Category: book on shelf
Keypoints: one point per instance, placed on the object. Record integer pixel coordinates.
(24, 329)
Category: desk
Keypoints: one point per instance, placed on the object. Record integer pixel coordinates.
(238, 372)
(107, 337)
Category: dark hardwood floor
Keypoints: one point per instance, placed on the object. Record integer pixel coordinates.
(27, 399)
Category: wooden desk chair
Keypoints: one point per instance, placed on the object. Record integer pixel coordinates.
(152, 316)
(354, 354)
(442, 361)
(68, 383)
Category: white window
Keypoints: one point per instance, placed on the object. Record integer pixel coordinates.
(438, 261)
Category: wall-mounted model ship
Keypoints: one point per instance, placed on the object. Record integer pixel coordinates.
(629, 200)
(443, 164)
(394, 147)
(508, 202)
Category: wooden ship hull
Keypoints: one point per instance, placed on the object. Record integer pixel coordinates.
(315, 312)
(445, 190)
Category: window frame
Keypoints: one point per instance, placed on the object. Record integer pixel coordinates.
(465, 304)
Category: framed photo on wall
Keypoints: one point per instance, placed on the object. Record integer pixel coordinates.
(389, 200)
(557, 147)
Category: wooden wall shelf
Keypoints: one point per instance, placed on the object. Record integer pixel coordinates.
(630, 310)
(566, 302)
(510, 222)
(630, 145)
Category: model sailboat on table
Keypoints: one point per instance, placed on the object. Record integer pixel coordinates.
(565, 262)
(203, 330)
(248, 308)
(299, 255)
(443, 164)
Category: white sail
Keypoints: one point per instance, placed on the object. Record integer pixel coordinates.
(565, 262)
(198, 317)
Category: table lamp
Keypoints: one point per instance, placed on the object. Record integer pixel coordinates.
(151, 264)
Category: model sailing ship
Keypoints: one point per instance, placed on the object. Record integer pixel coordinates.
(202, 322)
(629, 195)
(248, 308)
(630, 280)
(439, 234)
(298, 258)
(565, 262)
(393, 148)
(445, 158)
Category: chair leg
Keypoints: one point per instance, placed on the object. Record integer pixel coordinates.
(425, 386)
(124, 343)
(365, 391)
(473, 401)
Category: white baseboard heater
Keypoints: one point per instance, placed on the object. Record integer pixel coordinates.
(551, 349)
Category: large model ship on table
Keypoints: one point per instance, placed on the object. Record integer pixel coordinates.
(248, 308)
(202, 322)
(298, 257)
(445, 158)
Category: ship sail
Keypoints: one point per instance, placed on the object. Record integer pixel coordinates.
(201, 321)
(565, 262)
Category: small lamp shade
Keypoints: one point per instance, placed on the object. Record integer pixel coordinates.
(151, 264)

------------------------------------------------------------

Please restate each record exactly as it reads.

Category: book on shelf
Keypoints: one point per instance, placed on the object. Record integer pixel coordinates.
(24, 329)
Category: desk
Keypoints: one point per instance, placed on the object. Record integer pixel coordinates.
(238, 372)
(107, 337)
Category: dark hardwood floor
Keypoints: one point per instance, placed on the object. Record integer pixel coordinates.
(27, 399)
Category: wooden desk chair
Keypoints: one point per instance, placed on the object. Record integer pixel coordinates.
(152, 316)
(354, 354)
(442, 361)
(68, 383)
Category: white window
Keypoints: one point per instance, placed on the object. Record integer pixel coordinates.
(438, 261)
Category: wall-mounted model ship
Keypoints: one point per instance, placed on the object. Record integer pixel coordinates.
(629, 200)
(443, 164)
(394, 147)
(508, 202)
Category: wooden ship hull
Keypoints: one point per instance, placed on the object. Record integer pixel coordinates.
(315, 312)
(445, 190)
Category: window frame
Keypoints: one point per instance, placed on the object. Record integer pixel coordinates.
(465, 304)
Category: framed photo on wall
Keypoints: one point per instance, placed on the object. Record integer pixel coordinates.
(389, 200)
(557, 147)
Category: wooden wall shelf
Keypoints: one point per instance, placed on the object. Record integer pixel coordinates.
(630, 310)
(566, 302)
(510, 222)
(630, 145)
Category: model sailboat on table
Keypoints: one point per instance, placed on the object. Record integer pixel coordinates.
(565, 262)
(203, 330)
(248, 308)
(299, 255)
(443, 164)
Category: white sail
Keypoints: one point per instance, placed on the object. Record integer pixel coordinates.
(565, 262)
(198, 317)
Category: table lamp
Keypoints: one point per instance, placed on the object. Record integer pixel coordinates.
(151, 264)
Category: model sailing ship
Keypoints: one point per instance, placed on the object. Record integer pixel coordinates.
(202, 322)
(629, 195)
(248, 308)
(630, 280)
(439, 234)
(298, 258)
(565, 262)
(393, 148)
(445, 158)
Category: chair leg
Keypoints: one point per instance, placed on the object. Record integer pixel coordinates.
(425, 386)
(124, 343)
(365, 391)
(473, 401)
Category: white baseboard heater
Keypoints: one point per instance, placed on the object. Record integer pixel coordinates.
(551, 349)
Category: large model ship on table
Keypoints: one point per instance, placed on the object. Record integer pixel coordinates.
(248, 308)
(202, 322)
(298, 257)
(445, 158)
Category: ship sail
Keypoints: one point per instance, placed on the object. Record integer pixel coordinates.
(201, 321)
(565, 262)
Category: small lamp shade
Keypoints: one point per instance, placed on the object. Record integer pixel coordinates.
(151, 264)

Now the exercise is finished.